* Selected passage *

Today’s rant began with a quote I saw on linked from Facebook.

If you’re promoting changes to women’s behavior to “prevent” rape, you’re really saying “make sure he rapes the other girl.” -@itsmotherswork

Personally, I think that’s a pretty powerful message. And then I read the comments…

The very second commenter responded:

If you’re promoting changes to children’s behavior to “prevent” traffic accidents, you’re really saying “make sure the other kid is hit by a car.”

The more I think about this, the more it pisses me off. It’s a piss-poor analogy that only holds up if you assume the driver is deliberately looking for kids to hit.

RAPE IS NOT AN ACCIDENT.

It’s not something that just happens. Do I want my daughter to have the knowledge and tools to try to protect herself? Hell, yes. But that doesn’t guarantee her safety, nor does it solve the larger problem.

A little further on, we got the argument that trying to teach people not to rape is a waste of time. After all, nobody ever read a sign that said “Rape is Bad!” and thought, Huh, I was all set to rape someone tonight, but now I won’t. Thank you, helpful sign!

If only we had information showing that education can be effective in reducing sexual assault and rape-enabling behaviors/attitudes, not to mention research on how debunking rape myths can increase bystander intervention, or that  “men who have peer support for behaving in an emotionally violent manner toward women and for being physically and sexually violent toward women are 10 times more likely to commit sexual aggression toward women.”

Then there’s the call for a “balanced” approach, the guy (and it’s almost always a guy) who wants to be reasonable and accepts that we can try to work with men, but still has to derail the discussion to make sure everyone understands how important it is to educate women about the steps they should take to protect themselves.

Balance? When you can’t find a single article or discussion about rape that doesn’t include comments on what she should have done to avoid it, or analyzing all of her “bad choices” that led to her being raped, or links to helpful tips of everything women must do to remain vigilant against rape?

* Stored data *

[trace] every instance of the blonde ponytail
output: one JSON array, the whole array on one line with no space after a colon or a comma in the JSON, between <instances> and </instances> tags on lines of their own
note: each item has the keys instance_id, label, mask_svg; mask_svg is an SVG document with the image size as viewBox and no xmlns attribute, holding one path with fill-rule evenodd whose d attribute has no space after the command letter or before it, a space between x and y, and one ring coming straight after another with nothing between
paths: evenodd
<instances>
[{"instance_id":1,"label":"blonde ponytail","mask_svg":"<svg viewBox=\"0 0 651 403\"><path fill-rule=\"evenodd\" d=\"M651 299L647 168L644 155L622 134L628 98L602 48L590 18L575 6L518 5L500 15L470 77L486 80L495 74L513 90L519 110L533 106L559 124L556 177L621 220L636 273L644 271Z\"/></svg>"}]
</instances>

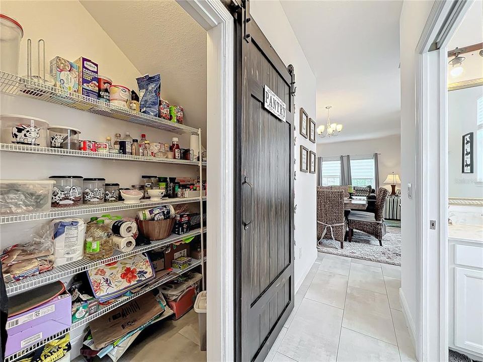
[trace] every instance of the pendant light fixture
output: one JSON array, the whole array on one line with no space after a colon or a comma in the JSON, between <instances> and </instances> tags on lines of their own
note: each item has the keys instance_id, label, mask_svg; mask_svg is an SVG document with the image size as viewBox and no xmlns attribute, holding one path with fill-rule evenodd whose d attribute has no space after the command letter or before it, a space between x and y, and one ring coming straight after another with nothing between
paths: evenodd
<instances>
[{"instance_id":1,"label":"pendant light fixture","mask_svg":"<svg viewBox=\"0 0 483 362\"><path fill-rule=\"evenodd\" d=\"M326 107L326 109L327 110L327 125L324 126L324 125L320 125L317 128L317 133L321 138L325 138L326 137L332 137L333 136L338 136L339 134L342 131L342 125L331 122L330 113L331 108L332 108L332 106L328 106Z\"/></svg>"}]
</instances>

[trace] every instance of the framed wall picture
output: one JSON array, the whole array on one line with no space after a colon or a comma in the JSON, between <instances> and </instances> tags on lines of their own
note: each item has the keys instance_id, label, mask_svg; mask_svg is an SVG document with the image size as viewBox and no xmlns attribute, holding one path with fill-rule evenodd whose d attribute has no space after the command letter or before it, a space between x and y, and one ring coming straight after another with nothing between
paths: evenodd
<instances>
[{"instance_id":1,"label":"framed wall picture","mask_svg":"<svg viewBox=\"0 0 483 362\"><path fill-rule=\"evenodd\" d=\"M300 146L300 171L308 172L308 149Z\"/></svg>"},{"instance_id":2,"label":"framed wall picture","mask_svg":"<svg viewBox=\"0 0 483 362\"><path fill-rule=\"evenodd\" d=\"M300 134L305 138L308 137L308 115L302 107L300 107Z\"/></svg>"},{"instance_id":3,"label":"framed wall picture","mask_svg":"<svg viewBox=\"0 0 483 362\"><path fill-rule=\"evenodd\" d=\"M461 173L473 173L473 132L463 135Z\"/></svg>"},{"instance_id":4,"label":"framed wall picture","mask_svg":"<svg viewBox=\"0 0 483 362\"><path fill-rule=\"evenodd\" d=\"M311 118L308 119L308 139L312 143L315 143L315 121Z\"/></svg>"},{"instance_id":5,"label":"framed wall picture","mask_svg":"<svg viewBox=\"0 0 483 362\"><path fill-rule=\"evenodd\" d=\"M309 157L308 171L310 173L315 173L315 153L310 151L309 152L310 157Z\"/></svg>"}]
</instances>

* Exercise prompt *
In the rant, what must be assumed for the traffic-accident analogy to hold up? The rows have no connection to the rant.

* Solution for this task *
That the driver is deliberately looking for kids to hit.